In the data below, substitute "formatted" for "pretty-printed" in everything from the line containing "Could you please indicate the lamp" down to the end of the data, and reproduce those lines with nothing else altered.

Records from a data collection:
(begin)

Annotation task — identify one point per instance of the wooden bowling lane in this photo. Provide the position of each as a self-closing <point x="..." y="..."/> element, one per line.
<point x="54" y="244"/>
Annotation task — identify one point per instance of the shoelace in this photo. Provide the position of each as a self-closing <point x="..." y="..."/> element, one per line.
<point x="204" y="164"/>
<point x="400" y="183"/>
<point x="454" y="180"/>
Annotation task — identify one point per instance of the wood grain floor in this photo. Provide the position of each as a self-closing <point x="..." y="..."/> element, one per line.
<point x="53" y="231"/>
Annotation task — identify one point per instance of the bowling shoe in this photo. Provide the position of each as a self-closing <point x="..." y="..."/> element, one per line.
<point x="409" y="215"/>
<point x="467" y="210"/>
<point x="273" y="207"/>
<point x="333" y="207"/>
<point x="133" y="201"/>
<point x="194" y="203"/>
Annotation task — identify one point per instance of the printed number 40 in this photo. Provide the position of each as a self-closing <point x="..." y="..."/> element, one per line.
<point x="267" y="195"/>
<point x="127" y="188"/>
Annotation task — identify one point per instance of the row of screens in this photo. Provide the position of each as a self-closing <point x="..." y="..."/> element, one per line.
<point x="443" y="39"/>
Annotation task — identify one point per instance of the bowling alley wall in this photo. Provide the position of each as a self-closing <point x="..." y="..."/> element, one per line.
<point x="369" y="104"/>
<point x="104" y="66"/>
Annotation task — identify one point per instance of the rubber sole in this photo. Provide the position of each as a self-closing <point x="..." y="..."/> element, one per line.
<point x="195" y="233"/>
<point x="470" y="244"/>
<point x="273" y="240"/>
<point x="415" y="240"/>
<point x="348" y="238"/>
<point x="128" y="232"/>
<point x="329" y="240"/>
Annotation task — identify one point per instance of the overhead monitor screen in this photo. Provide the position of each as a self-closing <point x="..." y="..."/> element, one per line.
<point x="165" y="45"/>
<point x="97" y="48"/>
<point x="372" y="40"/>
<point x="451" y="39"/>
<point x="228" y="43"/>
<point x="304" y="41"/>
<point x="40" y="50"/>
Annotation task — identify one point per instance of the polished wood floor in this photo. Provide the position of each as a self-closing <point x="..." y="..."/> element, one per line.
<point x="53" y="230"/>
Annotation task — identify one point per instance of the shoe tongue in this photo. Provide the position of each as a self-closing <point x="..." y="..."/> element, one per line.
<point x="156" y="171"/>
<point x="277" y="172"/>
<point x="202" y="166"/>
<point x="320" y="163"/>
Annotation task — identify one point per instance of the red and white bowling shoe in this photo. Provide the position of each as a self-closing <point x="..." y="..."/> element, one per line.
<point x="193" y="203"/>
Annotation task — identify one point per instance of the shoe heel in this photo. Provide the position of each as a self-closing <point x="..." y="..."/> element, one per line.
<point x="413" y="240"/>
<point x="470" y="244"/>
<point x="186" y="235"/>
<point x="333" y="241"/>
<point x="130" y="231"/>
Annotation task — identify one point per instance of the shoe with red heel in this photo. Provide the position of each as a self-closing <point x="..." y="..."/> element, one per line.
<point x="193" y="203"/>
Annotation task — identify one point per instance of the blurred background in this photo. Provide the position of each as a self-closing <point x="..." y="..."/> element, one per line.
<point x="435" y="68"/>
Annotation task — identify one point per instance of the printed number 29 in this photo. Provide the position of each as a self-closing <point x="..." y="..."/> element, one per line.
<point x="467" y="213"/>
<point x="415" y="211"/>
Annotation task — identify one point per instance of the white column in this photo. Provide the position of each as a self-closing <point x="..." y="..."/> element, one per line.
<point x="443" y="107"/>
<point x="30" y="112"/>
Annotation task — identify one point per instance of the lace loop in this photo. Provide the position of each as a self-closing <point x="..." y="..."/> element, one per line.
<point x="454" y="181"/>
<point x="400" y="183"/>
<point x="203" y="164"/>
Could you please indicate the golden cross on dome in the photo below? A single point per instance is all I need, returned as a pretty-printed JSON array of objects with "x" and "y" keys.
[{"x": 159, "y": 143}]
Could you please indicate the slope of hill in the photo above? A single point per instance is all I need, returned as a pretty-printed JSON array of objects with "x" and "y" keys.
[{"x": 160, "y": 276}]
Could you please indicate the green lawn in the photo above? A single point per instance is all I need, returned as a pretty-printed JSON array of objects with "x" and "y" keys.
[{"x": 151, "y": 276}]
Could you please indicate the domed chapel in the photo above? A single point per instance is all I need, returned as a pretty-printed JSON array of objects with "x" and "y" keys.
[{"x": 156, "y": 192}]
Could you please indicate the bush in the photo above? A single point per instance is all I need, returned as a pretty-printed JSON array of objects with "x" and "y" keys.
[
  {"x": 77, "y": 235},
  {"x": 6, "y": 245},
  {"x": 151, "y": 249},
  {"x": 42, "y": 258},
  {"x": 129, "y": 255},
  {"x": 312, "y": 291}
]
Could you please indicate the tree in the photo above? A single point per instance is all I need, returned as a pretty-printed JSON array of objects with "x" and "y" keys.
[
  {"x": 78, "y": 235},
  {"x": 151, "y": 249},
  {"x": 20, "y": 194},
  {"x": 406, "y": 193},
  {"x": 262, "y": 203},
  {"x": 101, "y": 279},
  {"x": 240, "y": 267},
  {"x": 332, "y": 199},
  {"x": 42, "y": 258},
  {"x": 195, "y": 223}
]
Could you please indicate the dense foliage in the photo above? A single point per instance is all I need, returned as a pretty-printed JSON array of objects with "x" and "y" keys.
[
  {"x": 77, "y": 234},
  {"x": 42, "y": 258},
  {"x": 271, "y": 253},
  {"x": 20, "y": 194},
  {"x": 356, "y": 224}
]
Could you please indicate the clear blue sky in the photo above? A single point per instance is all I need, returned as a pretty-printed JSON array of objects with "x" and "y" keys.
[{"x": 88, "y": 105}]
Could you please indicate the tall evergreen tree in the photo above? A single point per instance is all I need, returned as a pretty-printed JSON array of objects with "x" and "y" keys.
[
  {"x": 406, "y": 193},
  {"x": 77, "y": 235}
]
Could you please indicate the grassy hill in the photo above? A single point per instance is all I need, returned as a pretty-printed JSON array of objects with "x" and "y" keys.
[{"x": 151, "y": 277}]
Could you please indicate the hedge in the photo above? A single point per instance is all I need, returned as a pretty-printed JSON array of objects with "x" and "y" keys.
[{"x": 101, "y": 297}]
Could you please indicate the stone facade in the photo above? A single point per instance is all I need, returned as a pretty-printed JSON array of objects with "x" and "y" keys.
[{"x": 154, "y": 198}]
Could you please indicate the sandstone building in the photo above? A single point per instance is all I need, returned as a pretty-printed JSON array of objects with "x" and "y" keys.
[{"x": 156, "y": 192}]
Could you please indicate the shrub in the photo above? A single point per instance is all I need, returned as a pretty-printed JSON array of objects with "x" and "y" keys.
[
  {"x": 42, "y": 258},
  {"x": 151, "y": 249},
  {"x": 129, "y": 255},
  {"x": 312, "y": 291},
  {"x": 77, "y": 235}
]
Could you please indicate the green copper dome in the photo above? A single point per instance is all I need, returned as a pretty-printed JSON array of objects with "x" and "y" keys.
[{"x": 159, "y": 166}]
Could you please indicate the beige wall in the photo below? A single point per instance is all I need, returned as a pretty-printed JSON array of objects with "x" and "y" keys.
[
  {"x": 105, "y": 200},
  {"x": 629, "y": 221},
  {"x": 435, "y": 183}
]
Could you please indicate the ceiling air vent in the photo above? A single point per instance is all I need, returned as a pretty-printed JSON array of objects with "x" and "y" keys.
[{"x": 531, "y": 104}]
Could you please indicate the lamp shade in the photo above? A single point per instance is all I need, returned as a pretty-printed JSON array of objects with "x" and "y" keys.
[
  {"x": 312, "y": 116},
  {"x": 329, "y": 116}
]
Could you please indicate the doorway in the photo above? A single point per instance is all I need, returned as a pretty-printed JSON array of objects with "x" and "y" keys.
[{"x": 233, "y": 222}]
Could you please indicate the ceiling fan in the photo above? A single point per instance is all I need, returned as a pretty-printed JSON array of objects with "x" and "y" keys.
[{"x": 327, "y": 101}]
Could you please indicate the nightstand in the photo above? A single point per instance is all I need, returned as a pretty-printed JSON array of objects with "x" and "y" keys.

(end)

> Exercise solution
Could you please indicate the lamp shade in the photo above? A single point per instance is all I need, returned as a formatted JSON array of objects with "x" and "y" keys.
[
  {"x": 312, "y": 116},
  {"x": 329, "y": 116}
]
Could you please indicate the doorway in the photo above? A single point per instance is all I need, returned as a formatted JSON array of objects with "x" and "y" keys.
[{"x": 233, "y": 222}]
Could you please indicate the ceiling fan in the photo above? A single point per instance is all I need, returned as a formatted JSON array of objects with "x" and "y" keys.
[{"x": 327, "y": 101}]
Could you please indicate the nightstand in the photo above? A single point per instance is all I need, returned as a formatted JSON array of objects with "x" and "y" keys.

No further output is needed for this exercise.